Challenge 1> Copy the entries below word for word, starting at the line that contains "the wicker armchair" and ending with the last line of the entries.

Text shown>

Let’s go through the premises to determine where we will focus in this post.

We will grant perfect being theology as characterized by (1) for the sake of the post, though I think it is quite reasonable to reject (1) and avoid the problem entirely, opting instead for a variant of perfect being theology or an entirely different fundamental characterization of God (i.e., metatheology). Alternative metatheologies include the creator of all else (creator theology), a worship-worthy being (worship-worthiness theology), the combination of creator and worship-worthiness theology (as Jonathan Kvanvig defends in his book, Depicting Deity, dedicated to exploring these options), or some mysterious fourth thing. I briefly motivated and do accept (2). I will briefly discuss later a reason to possibly exclude justice or mercy as GMPs due to their being unable to be maximized coherently.

The argument outlined above is a great opportunity to explore these ideas more in-depth, with a particular focus on premises 3-6. The first helpful item to explore is (3) regarding what sense a GPB maximizes GMPs. Are GMPs maximized individually or collectively? What are the interaction effects between the properties on their maximum values? With respect to (4), what does it mean to individually be either maximally just or maximally merciful? Is it possible to maximize them collectively? Finally, (6), if all GMPs cannot be maximized (in whatever sense we determine to be relevant), does that imply there is no GPB? We will discuss each of these in turn.

Introduction to Great-Making Properties

Before moving too far into our investigation, we need to understand exactly what is meant by great-making properties, what types of properties can be GMPs, and how to understand their maximums and their most valuable degrees. We can use some vocabulary developed by Daniel Hill in Divinity and Maximal Greatness to (hopefully) offer some clarity on this concept. Hill distinguishes between properties that have a maximum, a highest degree, and those that do not (such as set-theoretic cardinality due to the power set axiom), as well as those that have an optimum, a most valuable degree (not necessarily the highest possible degree), and those that do not.

The difference between the optimum and the maximum is that the maximum is just what is possible for a being to have more of, so a being has something maximally if it is not possible to have more of that thing (e.g., power). The optimum is where a property becomes less valuable when it is possessed to a greater or lesser degree than the optimum. In analytic terms, a being has property F maximally if and only if it is not possible that there be a being that has more F, and a being, x, has great-making property F optimally if and only if nothing could be greater than x in virtue of having more or less F.[2]

The optimum, as far as I can tell, is identical to what has previously regularly been called the intrinsic maximum of the value of that property. I find the language of optimum vs maximum much more helpful than the clunky ‘intrinsic maximum of value’ (not to mention misleading, since, if Atomism is false (see next section), then the ‘intrinsic’ maximum can be affected by external properties).

There are some properties whose maximum is its optimum, but other properties will have their optimum that is less than their maximum. Hill calls properties where the optimum = maximum maxi-optimality properties, and he calls properties where the optimum is not the maximum duality properties because they have a dual nature of a distinct optimum and maximum. In other words, a being possessing some duality property to its optimal degree is greater than a being that possesses that property to a greater degree (higher than the optimum).

Maximize Collectively or Individually?

Source records>
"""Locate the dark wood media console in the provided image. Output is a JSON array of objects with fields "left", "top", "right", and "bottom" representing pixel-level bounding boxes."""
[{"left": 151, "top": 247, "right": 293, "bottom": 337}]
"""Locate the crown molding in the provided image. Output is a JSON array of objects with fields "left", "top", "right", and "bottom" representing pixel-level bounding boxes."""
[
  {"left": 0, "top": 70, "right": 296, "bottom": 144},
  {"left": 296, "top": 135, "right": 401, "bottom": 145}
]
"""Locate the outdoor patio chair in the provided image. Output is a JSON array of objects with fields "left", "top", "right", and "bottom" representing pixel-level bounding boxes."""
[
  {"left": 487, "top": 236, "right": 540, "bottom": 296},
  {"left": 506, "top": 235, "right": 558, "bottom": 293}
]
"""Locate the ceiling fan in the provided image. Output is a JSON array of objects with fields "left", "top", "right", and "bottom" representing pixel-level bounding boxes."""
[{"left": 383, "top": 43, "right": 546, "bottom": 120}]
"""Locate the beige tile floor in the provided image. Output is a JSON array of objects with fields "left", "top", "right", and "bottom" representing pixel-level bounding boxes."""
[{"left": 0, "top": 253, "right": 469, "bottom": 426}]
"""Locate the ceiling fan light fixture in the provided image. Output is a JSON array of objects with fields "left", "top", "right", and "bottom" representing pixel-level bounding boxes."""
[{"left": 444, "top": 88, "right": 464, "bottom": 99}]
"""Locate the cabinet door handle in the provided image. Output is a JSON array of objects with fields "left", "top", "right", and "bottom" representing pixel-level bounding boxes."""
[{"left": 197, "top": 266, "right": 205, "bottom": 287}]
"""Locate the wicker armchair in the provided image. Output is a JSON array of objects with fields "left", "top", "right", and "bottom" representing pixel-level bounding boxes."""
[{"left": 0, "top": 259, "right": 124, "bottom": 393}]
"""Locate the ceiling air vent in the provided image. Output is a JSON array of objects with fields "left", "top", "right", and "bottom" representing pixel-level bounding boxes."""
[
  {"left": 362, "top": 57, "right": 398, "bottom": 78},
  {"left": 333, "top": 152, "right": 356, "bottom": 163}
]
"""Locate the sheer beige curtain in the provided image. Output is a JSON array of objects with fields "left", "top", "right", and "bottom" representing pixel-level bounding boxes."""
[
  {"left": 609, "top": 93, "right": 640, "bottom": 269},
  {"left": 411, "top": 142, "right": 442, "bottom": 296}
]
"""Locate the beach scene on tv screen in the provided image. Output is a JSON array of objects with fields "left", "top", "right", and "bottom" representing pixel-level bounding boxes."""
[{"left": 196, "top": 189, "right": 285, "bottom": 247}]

Challenge 2> Rewrite the passage of the text on great-making properties starting at "Introduction to Great-Making" and ending at "that do not.", with "investigation" replaced by "inquiry".

Full response 1>
"""Locate the wicker armchair in the provided image. Output is a JSON array of objects with fields "left", "top", "right", and "bottom" representing pixel-level bounding boxes."""
[{"left": 0, "top": 259, "right": 124, "bottom": 393}]
"""Locate the ceiling air vent in the provided image. Output is a JSON array of objects with fields "left", "top", "right", and "bottom" representing pixel-level bounding boxes."""
[
  {"left": 362, "top": 57, "right": 398, "bottom": 78},
  {"left": 333, "top": 152, "right": 356, "bottom": 163}
]
"""Locate the sheer beige curtain in the provided image. Output is a JSON array of objects with fields "left", "top", "right", and "bottom" representing pixel-level bounding boxes."""
[
  {"left": 609, "top": 93, "right": 640, "bottom": 269},
  {"left": 411, "top": 142, "right": 442, "bottom": 296}
]
"""Locate the beach scene on tv screen in the provided image. Output is a JSON array of objects with fields "left", "top", "right", and "bottom" representing pixel-level bounding boxes."""
[{"left": 196, "top": 189, "right": 285, "bottom": 247}]

Full response 2>
Introduction to Great-Making Properties

Before moving too far into our inquiry, we need to understand exactly what is meant by great-making properties, what types of properties can be GMPs, and how to understand their maximums and their most valuable degrees. We can use some vocabulary developed by Daniel Hill in Divinity and Maximal Greatness to (hopefully) offer some clarity on this concept. Hill distinguishes between properties that have a maximum, a highest degree, and those that do not (such as set-theoretic cardinality due to the power set axiom), as well as those that have an optimum, a most valuable degree (not necessarily the highest possible degree), and those that do not.